— BEGIN —

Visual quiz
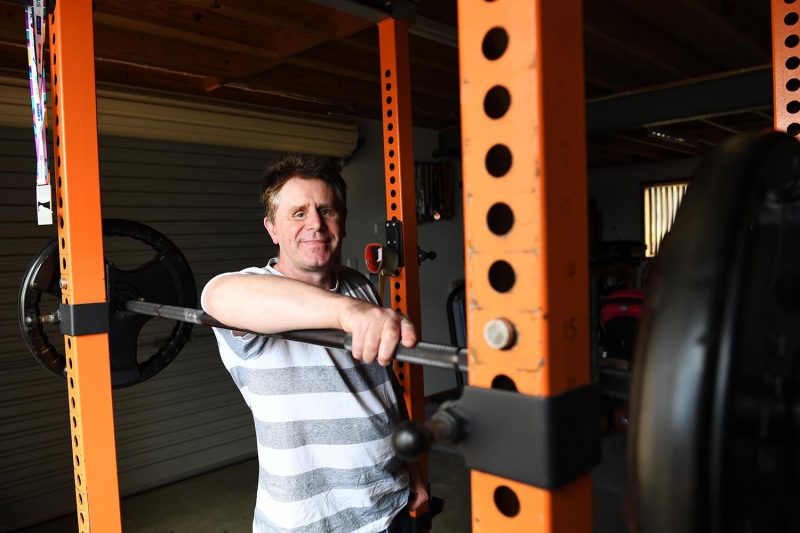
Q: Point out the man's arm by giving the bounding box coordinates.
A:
[202,274,417,366]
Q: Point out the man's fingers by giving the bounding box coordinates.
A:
[378,320,400,366]
[361,320,382,363]
[400,316,417,348]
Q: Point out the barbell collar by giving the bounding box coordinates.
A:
[125,300,467,372]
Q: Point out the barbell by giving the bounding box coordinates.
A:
[19,132,800,533]
[18,219,467,388]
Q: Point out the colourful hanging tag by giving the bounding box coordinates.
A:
[25,0,53,225]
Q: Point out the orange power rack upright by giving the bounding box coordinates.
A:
[48,0,121,533]
[772,0,800,130]
[378,18,428,513]
[458,0,592,533]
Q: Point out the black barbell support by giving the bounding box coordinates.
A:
[125,300,467,372]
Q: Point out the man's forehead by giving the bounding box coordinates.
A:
[276,177,336,206]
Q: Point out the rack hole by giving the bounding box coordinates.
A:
[486,202,514,235]
[481,26,508,61]
[489,259,517,292]
[486,144,512,178]
[494,485,519,517]
[483,85,511,119]
[492,374,517,392]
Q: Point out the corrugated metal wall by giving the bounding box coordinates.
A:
[0,128,288,531]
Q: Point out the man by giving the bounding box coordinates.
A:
[201,154,428,533]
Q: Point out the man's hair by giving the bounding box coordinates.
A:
[261,153,347,222]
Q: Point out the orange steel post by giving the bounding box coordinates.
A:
[378,18,427,512]
[49,0,121,533]
[458,0,592,533]
[772,0,800,132]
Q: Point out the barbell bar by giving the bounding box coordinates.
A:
[125,300,467,372]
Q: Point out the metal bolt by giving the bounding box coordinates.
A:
[483,318,517,350]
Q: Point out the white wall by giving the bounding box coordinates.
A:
[589,158,700,241]
[342,120,464,395]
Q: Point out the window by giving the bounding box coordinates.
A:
[644,181,688,257]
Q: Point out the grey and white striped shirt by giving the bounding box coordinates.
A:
[203,259,408,533]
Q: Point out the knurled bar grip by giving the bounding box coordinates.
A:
[125,300,467,372]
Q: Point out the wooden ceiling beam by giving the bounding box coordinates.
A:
[208,11,371,85]
[173,0,336,35]
[583,1,717,77]
[94,12,280,61]
[609,0,770,71]
[678,0,770,61]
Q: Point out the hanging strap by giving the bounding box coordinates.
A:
[25,0,53,226]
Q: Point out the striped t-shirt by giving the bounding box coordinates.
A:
[201,259,408,533]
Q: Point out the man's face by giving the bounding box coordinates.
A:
[264,178,344,277]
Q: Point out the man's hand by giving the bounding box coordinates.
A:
[339,298,417,366]
[405,463,428,511]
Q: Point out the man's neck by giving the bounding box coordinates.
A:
[272,258,334,290]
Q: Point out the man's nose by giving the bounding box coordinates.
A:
[306,210,324,229]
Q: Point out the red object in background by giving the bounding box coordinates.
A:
[600,289,644,324]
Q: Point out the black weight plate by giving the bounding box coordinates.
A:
[19,219,197,388]
[626,132,800,533]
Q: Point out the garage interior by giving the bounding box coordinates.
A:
[0,0,790,533]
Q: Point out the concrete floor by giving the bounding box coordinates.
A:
[10,433,627,533]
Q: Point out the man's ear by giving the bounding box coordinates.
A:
[264,217,280,244]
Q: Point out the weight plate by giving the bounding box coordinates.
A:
[18,219,197,388]
[626,132,800,533]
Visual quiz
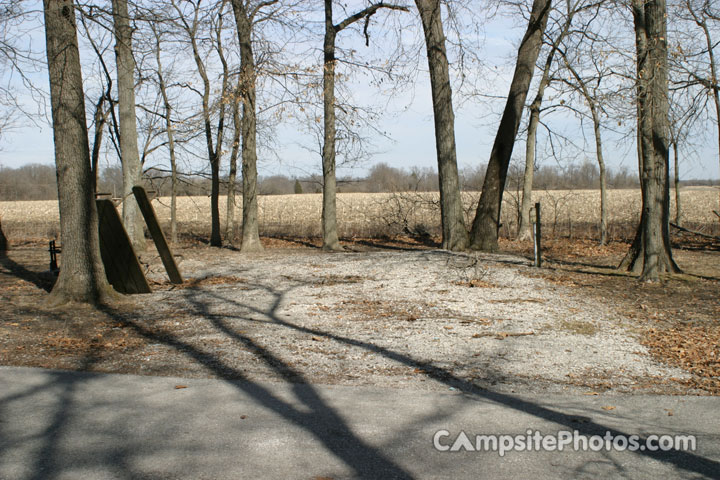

— END —

### Exercise
Render the records from the line containing "Q: Point out the knurled" through the line containing "[201,259,408,533]", both included, as a Markdown table with the columns Row and Line. Number each row and leave out any blank lines.

### Correct result
| Row | Line |
|---|---|
| 1 | Q: Point out the knurled bar grip by giving the bounding box coordinates. |
| 2 | A: |
| 3 | [125,300,467,372] |
| 4 | Q: Point out the wooden ceiling beam by giving the bounding box coordinates. |
| 5 | A: |
| 6 | [208,11,371,85] |
| 7 | [173,0,336,35] |
| 8 | [583,1,717,77] |
| 9 | [94,12,280,61] |
| 10 | [609,0,770,71] |
| 11 | [678,0,770,61] |
| 12 | Q: Point out the hanging strap by giving the bounding box coordinates. |
| 13 | A: |
| 14 | [25,0,53,226] |
| 15 | Q: Point out the striped t-shirt by giving the bounding box coordinates. |
| 16 | A: |
| 17 | [201,259,408,533] |